[[ Supplied data, beginning ]]

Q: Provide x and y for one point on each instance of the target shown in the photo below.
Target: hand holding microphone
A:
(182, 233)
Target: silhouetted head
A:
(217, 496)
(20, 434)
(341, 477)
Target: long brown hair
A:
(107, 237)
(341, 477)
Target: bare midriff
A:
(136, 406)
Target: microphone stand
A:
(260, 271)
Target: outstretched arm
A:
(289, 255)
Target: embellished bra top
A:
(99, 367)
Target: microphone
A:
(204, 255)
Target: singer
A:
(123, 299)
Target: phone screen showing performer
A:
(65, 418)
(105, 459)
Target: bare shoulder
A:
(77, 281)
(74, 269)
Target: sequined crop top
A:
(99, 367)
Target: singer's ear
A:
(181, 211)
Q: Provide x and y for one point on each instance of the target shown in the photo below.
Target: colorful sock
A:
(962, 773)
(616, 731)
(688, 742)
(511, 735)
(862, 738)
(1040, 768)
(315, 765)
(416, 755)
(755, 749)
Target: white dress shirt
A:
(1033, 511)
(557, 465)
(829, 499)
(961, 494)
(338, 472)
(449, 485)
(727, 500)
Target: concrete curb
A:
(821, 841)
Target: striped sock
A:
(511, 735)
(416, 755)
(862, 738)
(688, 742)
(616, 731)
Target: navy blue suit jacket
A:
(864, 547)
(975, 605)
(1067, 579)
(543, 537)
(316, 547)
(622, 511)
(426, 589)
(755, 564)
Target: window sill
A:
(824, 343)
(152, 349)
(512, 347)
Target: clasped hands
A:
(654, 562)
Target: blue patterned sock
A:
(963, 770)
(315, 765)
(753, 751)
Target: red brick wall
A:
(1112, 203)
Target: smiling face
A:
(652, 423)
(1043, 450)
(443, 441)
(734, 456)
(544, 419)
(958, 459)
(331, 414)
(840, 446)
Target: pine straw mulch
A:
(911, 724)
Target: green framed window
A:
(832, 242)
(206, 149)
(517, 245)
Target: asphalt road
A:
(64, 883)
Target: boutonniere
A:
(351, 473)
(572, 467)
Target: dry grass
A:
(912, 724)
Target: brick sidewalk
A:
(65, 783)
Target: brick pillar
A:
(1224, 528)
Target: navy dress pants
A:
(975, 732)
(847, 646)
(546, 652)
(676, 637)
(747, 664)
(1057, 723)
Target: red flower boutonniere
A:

[[ Supplied data, end ]]

» Exercise directions
Scan the records above for the string "dress", then copy each line where it turns up.

» Response to this task
Target: white dress shirt
Target: navy dress pants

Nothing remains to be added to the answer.